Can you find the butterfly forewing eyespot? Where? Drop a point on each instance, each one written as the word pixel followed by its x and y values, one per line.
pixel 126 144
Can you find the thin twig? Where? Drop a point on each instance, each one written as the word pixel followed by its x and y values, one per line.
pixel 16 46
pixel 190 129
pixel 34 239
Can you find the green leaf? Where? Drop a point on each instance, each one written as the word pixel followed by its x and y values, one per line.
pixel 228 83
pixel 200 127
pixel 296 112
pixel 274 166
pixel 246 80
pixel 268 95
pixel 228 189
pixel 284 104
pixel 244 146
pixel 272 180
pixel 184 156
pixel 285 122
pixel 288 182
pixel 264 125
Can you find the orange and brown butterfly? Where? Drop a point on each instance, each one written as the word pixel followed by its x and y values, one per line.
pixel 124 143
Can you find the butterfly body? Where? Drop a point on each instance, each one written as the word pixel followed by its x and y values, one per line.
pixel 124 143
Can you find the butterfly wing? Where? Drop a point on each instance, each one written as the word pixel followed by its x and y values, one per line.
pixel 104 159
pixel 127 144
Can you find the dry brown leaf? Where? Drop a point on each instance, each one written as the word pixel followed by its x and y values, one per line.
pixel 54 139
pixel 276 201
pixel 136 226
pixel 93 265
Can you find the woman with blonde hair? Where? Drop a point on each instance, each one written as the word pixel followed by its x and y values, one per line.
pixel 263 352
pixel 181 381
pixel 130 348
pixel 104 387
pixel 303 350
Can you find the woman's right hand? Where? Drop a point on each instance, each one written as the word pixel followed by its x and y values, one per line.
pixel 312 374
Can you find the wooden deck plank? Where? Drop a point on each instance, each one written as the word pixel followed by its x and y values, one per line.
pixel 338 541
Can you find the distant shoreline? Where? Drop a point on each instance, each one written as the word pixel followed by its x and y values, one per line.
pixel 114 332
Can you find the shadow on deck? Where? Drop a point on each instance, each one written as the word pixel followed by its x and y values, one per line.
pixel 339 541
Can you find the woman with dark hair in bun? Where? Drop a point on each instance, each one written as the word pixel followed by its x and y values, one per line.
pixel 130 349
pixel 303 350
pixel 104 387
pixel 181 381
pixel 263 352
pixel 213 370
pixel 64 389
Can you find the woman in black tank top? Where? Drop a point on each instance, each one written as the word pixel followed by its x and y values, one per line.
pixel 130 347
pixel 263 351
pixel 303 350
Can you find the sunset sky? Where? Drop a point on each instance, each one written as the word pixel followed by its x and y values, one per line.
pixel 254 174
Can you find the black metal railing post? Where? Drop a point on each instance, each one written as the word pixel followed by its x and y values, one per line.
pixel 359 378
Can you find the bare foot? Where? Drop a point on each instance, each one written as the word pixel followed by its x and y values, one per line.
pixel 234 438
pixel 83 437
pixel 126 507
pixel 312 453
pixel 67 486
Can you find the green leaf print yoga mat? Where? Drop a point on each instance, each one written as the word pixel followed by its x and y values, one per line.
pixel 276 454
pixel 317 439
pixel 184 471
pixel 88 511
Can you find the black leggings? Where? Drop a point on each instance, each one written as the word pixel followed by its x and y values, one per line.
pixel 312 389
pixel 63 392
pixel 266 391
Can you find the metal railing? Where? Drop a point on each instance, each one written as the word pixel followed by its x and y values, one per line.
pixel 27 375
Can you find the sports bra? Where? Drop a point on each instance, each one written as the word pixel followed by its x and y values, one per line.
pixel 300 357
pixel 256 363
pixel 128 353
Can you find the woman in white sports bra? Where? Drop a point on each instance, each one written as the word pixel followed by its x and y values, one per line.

**********

**STATED GOAL:** Quote the material above word for word, from its first line through the line containing "pixel 34 239", including that line.

**SOLUTION FOR THIS EXERCISE:**
Can you find the butterfly forewing eyespot? Where? Drop a point on each instance, each one written as the word pixel followed by its x and y values, one per line.
pixel 126 144
Can you find the thin twig? Where? Drop a point on each instance, each one written as the word pixel followed by its x and y values, one per line.
pixel 16 46
pixel 190 129
pixel 34 239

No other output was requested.